* Begin Passage shown *

Pursuant to ASC Topic 326, the Company maintains an allowance for doubtful accounts that reflects the estimate of expected credit losses. The allowance is estimated using a loss-rate model based on delinquency. The estimated loss rate is based on the Company’s historical experience with specific customers, understanding of the current economic circumstances, reasonable and supportable forecasts, and the Company’s own judgment as to the likelihood of ultimate payment based upon available data. The actual rate of future credit losses, however, may not be similar to past experience. The estimate of doubtful accounts could change based on changing circumstances, including changes in the economy or in the particular circumstances of individual customers. Accordingly, the Company may be required to increase or decrease its allowance for doubtful accounts.

* End Passage shown *
* Begin Rows *

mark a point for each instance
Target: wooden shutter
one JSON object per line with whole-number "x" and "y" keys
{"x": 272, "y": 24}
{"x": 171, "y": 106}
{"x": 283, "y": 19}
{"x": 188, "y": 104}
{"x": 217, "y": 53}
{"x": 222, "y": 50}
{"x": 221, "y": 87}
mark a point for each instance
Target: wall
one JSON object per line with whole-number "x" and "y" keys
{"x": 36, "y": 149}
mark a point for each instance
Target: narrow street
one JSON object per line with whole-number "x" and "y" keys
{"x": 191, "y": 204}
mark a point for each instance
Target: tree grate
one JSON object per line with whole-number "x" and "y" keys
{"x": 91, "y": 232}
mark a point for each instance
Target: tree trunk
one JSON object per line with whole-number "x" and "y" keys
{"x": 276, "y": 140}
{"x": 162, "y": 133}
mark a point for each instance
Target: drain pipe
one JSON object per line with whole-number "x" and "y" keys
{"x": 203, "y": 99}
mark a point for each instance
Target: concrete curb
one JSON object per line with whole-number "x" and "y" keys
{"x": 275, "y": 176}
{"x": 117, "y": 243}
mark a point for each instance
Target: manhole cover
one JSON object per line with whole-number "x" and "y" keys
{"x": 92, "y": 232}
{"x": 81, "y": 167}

* End Rows *

Given exercise: Please reproduce the passage on the allowance for doubtful accounts word for word, starting at "Pursuant to ASC" and ending at "for doubtful accounts.".

Full answer:
Pursuant to ASC Topic 326, the Company maintains an allowance for doubtful accounts that reflects the estimate of expected credit losses. The allowance is estimated using a loss-rate model based on delinquency. The estimated loss rate is based on the Company’s historical experience with specific customers, understanding of the current economic circumstances, reasonable and supportable forecasts, and the Company’s own judgment as to the likelihood of ultimate payment based upon available data. The actual rate of future credit losses, however, may not be similar to past experience. The estimate of doubtful accounts could change based on changing circumstances, including changes in the economy or in the particular circumstances of individual customers. Accordingly, the Company may be required to increase or decrease its allowance for doubtful accounts.